Problem description: What is needed is an exact copy of the records below, with the pictures left out.

※ ※ ※

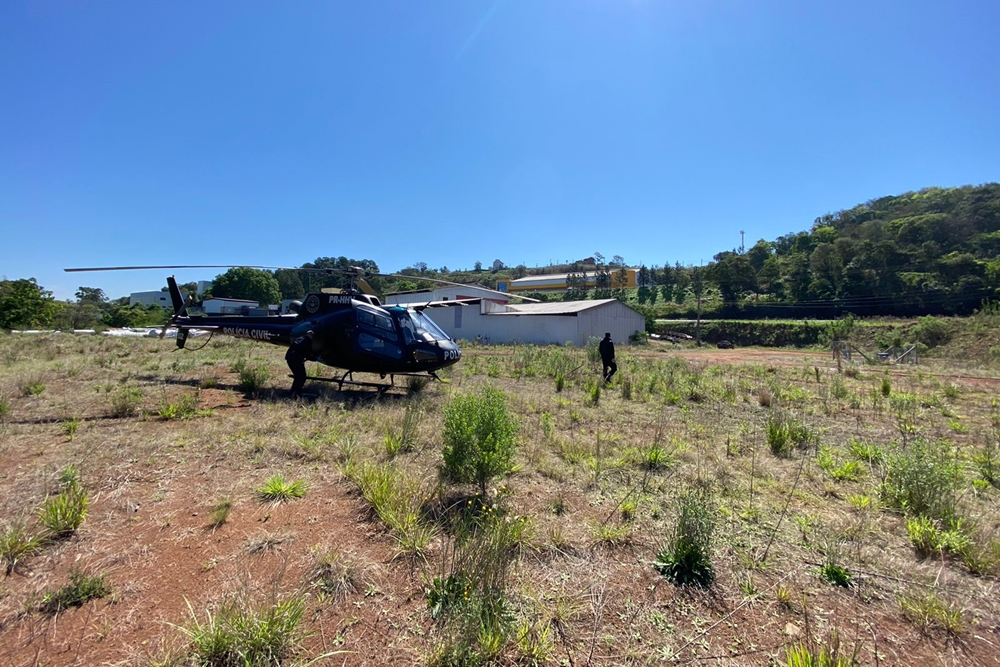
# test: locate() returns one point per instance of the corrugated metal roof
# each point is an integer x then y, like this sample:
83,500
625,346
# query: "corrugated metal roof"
554,307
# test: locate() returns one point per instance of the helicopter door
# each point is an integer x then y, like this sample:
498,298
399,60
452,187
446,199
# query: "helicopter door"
377,335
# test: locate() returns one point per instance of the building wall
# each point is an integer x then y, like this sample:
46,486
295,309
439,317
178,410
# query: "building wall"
472,323
449,293
158,298
559,282
227,306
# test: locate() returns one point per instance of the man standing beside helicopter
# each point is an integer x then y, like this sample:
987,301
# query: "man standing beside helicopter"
298,352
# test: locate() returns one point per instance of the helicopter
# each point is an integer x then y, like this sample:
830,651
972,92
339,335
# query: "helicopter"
353,330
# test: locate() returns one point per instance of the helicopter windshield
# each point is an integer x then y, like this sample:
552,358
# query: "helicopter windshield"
426,329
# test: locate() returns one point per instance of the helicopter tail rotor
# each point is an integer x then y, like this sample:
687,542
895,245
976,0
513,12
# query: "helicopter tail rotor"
180,308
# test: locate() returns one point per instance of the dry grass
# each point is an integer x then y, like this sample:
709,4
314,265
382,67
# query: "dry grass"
599,481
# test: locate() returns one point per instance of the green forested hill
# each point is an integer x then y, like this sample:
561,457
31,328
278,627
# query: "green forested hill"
932,251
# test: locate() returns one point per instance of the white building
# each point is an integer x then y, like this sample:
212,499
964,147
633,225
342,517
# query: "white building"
446,293
553,323
157,298
219,306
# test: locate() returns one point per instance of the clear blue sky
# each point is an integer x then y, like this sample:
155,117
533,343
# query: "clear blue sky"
454,131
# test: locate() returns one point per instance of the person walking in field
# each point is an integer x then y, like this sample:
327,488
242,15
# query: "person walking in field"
607,350
298,352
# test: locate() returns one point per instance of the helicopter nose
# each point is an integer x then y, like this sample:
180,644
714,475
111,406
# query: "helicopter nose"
450,352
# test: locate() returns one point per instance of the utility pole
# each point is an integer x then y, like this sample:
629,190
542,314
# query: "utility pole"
699,287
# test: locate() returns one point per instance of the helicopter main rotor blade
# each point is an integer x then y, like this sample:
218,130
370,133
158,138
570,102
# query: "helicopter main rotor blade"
453,284
177,266
355,273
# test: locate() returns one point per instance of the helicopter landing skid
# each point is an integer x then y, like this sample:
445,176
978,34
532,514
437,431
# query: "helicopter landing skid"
348,379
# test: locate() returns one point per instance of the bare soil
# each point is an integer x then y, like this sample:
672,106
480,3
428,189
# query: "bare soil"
153,483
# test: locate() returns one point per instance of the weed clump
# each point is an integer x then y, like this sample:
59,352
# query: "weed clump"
785,435
16,544
922,480
253,376
80,589
277,490
469,599
62,514
240,635
686,558
480,438
126,402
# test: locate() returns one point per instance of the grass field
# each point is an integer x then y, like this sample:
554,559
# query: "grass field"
738,507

※ ※ ※

Written reply:
# test: locate() returns one point per instance of the corrugated metal roof
# each point is an integer x then y, like this sample:
83,500
625,346
# query: "corrugated metal roof"
554,307
# test: locate() returns one point per instance of the helicopter door
# each point is an integer x then y, like this sample:
498,298
399,60
452,187
446,199
# query: "helicopter door"
377,335
# test: locate() returns one point per instance of the building wall
# each point is an integer x then y, like this sample:
46,486
295,309
439,317
178,410
# query: "building wall"
472,323
449,293
158,298
559,282
227,306
# test: locate() returns one point per instance of the man standing beside helicopter
# each point is an integer x then y, like this sample:
987,301
# query: "man standing beside helicopter"
298,352
# test: locate() returns one point per instance of the helicopter
# each point is an integer x then y, like this sample:
830,651
972,92
339,335
# query: "helicopter"
353,330
# test: locate() returns one point per instance of the helicopter windshield
# each point is an integer x then y, like this sample:
552,358
# query: "helicopter windshield"
426,329
# test: locate() returns one point per instance of the helicopter tail rotor
# each point is an integer x then y, like this sample:
687,542
895,245
976,0
513,12
# query: "helicopter tail rotor"
180,308
# test: locate() returns one point per instance of the dry grass
# each point is an integer x then y, like this sample:
709,4
314,265
382,67
# query: "dry grass"
599,481
# test: locate() returns one point per instance of the green forested hill
# each point is an integer x then y, like this sample:
561,457
31,328
278,627
# query: "green forested hill"
932,251
# test: locate() returns one point per instance of the white building
# each point is an integer x then y, like this sample:
212,499
964,147
633,225
342,517
# query: "white building"
446,293
553,323
157,298
219,306
# test: locate() returns one point per instance of the clear blue sky
# each point is an integer x then y, like this sample:
155,117
533,343
# query: "clear blue sky"
454,131
# test: locate() returns one point per instance of the person walking in field
# each point is an integer x then y, like this sample:
327,488
242,15
# query: "person walking in field"
607,350
298,352
# test: locate() returns one point per instance of the helicopter nose
# each point is an integer x then y, like this sample:
180,644
714,475
111,406
# query: "helicopter nose"
450,352
# test: locate() returns one point per instance of the utility pole
# each point is an integer x then y, like this sample:
629,190
542,314
# query: "utility pole"
699,287
# test: locate() returns one point per instance of the helicopter main rotor blade
# each point is an integer x then y, like this sample:
218,130
370,133
158,138
570,102
# query: "helicopter main rotor blade"
453,284
177,266
355,273
# test: locate() returns one point per instance of the helicopter landing skid
# each point is an integer x then y, like this sample:
445,176
978,34
532,514
437,431
# query: "helicopter landing skid"
348,379
# test: locate() returns one point per instance of the bare soil
# each point is an integer x then y, like this sample:
672,106
480,3
428,189
# query: "bare soil"
153,483
# test: locate() returns one point per instance of the weed clump
# each point is an integer x then y, like this sample:
59,352
# query: "weed clump"
785,435
16,544
922,480
253,376
80,589
277,490
469,599
62,514
240,635
686,558
480,438
126,402
# test: locate() returns one point per instance of the grass field
# each point is an integer x then y, like this sample:
554,559
# query: "grass field"
738,507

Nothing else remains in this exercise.